** WRITTEN REQUEST 1 **
Could you transcribe the passage of the piece on SEO and blog content starting at "For a site to" and ending at "it performing well."?

** DOCUMENT EXTRACT **
Having quality content is key to how well your website ranks in search engines. This is one of the reasons many of us choose to include a blog within our websites. It allows up to keep our main webpages clean, clear, and compelling while providing juicy content search engines will love within a blog. Over the years, search engines have tightened up on its criteria for ranking websites and simply stuffing short blocks of content with juicy keywords is no longer effective. This is a good thing: Quality content now wins the race to the top.

For a site to perform well in search engines, it needs to have content that is well-written, unique, and relevant to its audience. Content also needs to be authoritative and compelling in delivering information and to provide real value for website visitors.

Quality is not the only consideration here, either. Freshness is also important. Search engines look for fresh content all the time, which means you need to add new and interesting content to your website regularly to keep it performing well.

Since many of us blog for the SEO benefits, sometimes we can get a little heavy-handed with it, try to take shortcuts, or produce useless content that is in no way beneficial to the reader. Too much SEO is as bad for your blog as too little SEO. In this post, you’ll discover why.

Repetitive keywords

One way SEO can kill your blog is through keywords. If you stuff your content with keywords hoping to improve your Google ranking, you could be doing more harm than good, especially now since the latest algorithm updates have been introduced.

** WRITTEN REQUEST 2 **
Within the entries, can you reproduce only the lines starting at "In this exercise you will spot the bare leg" and ending at "<point>165,373</point>", swapping "marker" for "dot" and leaving everything else as it is?

** DATA LISTING **

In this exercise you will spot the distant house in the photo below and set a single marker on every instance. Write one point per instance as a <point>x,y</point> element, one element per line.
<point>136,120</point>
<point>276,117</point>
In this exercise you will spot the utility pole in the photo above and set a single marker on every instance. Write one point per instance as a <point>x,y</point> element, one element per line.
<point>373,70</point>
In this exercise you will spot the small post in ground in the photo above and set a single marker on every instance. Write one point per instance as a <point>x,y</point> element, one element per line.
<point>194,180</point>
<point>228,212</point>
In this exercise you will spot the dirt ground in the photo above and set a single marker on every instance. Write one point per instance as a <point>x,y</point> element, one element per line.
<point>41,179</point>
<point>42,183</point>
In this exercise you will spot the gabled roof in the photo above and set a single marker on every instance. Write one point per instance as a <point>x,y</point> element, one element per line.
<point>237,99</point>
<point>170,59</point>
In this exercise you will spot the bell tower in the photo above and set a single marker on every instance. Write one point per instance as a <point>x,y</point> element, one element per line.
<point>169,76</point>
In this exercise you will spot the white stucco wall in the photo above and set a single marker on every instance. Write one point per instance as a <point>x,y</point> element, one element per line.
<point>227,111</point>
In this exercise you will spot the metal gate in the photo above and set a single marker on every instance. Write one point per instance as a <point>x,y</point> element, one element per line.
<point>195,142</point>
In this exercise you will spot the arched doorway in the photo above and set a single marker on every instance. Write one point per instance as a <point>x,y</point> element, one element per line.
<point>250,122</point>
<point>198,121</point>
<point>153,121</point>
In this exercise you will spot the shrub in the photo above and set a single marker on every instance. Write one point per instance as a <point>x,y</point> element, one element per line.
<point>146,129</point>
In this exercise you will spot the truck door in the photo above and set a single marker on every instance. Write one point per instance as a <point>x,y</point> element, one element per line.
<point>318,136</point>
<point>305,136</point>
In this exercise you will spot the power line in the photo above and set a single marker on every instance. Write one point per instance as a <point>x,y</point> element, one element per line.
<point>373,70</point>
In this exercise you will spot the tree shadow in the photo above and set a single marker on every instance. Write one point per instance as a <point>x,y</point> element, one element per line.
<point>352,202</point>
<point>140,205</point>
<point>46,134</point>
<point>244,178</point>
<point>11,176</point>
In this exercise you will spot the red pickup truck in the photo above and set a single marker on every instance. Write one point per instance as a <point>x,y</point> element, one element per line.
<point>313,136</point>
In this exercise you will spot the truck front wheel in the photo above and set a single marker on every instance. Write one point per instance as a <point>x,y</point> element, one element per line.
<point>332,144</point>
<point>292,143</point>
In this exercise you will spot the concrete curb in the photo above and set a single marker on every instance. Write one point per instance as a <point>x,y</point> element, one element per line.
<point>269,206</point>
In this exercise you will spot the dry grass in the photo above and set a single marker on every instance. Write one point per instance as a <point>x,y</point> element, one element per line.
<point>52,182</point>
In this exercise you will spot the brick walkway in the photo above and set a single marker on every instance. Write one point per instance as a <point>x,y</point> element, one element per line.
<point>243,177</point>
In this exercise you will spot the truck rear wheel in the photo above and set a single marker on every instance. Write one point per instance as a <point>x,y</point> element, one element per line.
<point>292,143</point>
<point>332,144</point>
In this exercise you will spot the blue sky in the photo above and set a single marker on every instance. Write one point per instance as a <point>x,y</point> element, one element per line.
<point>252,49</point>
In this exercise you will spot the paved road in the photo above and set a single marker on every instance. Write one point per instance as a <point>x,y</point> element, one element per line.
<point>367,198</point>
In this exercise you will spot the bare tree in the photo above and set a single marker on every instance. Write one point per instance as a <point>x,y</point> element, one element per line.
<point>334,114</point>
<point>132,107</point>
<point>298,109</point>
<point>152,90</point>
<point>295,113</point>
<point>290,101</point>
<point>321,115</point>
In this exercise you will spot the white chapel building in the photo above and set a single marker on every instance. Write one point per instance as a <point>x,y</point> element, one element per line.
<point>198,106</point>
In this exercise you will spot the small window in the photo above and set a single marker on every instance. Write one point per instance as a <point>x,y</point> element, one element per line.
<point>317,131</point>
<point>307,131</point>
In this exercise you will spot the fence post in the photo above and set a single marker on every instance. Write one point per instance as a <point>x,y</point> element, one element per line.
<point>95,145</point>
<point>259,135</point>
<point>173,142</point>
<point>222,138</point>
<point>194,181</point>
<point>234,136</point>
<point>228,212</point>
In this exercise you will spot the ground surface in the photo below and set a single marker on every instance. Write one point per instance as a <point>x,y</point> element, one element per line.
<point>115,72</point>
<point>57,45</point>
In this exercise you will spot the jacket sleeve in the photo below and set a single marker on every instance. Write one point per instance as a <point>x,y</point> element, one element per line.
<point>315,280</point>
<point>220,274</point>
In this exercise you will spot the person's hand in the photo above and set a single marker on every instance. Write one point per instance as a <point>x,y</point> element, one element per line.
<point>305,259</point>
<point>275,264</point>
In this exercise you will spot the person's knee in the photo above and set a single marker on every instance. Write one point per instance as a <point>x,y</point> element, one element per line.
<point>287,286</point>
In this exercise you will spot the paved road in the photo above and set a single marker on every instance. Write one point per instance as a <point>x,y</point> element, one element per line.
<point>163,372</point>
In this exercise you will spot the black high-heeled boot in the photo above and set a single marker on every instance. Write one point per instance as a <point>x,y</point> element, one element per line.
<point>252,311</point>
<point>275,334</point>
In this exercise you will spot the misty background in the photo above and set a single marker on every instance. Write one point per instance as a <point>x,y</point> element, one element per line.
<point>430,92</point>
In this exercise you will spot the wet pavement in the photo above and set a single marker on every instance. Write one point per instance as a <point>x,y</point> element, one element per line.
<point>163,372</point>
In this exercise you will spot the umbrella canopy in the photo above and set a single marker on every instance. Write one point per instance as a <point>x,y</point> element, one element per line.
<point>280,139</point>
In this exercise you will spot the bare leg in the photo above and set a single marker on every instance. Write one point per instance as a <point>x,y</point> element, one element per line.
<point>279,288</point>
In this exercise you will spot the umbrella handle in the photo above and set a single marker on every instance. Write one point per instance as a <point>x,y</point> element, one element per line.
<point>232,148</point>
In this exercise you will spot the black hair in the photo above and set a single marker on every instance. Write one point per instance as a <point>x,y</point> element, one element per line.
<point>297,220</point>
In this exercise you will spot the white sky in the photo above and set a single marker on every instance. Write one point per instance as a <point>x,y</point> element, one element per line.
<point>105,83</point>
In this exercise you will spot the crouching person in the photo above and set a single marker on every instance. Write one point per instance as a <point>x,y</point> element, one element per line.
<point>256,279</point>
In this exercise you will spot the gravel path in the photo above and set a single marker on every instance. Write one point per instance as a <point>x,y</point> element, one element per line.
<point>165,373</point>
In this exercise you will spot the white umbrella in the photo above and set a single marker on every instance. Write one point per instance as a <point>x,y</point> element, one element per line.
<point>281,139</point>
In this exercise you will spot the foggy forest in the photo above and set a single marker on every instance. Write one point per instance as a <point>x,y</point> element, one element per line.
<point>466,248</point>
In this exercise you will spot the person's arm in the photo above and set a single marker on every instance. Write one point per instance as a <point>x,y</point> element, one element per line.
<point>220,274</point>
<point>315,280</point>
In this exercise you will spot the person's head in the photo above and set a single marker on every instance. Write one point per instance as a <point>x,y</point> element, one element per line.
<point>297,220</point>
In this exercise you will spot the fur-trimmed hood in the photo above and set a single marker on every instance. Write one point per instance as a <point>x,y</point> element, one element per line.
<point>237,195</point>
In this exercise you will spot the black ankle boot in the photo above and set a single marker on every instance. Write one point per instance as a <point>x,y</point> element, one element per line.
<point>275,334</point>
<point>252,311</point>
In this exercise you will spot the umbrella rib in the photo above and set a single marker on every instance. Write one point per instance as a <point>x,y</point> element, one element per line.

** TASK ANSWER 1 **
For a site to perform well in search engines, it needs to have content that is well-written, unique, and relevant to its audience. Content also needs to be authoritative and compelling in delivering information and to provide real value for website visitors.

Quality is not the only consideration here, either. Freshness is also important. Search engines look for fresh content all the time, which means you need to add new and interesting content to your website regularly to keep it performing well.

** TASK ANSWER 2 **
In this exercise you will spot the bare leg in the photo above and set a single dot on every instance. Write one point per instance as a <point>x,y</point> element, one element per line.
<point>279,288</point>
In this exercise you will spot the umbrella handle in the photo above and set a single dot on every instance. Write one point per instance as a <point>x,y</point> element, one element per line.
<point>232,148</point>
In this exercise you will spot the black hair in the photo above and set a single dot on every instance. Write one point per instance as a <point>x,y</point> element, one element per line.
<point>297,220</point>
In this exercise you will spot the white sky in the photo above and set a single dot on every instance. Write one point per instance as a <point>x,y</point> element, one element per line.
<point>105,83</point>
In this exercise you will spot the crouching person in the photo above and set a single dot on every instance. Write one point per instance as a <point>x,y</point> element, one element per line.
<point>256,279</point>
In this exercise you will spot the gravel path in the photo above and set a single dot on every instance. Write one point per instance as a <point>x,y</point> element, one element per line.
<point>165,373</point>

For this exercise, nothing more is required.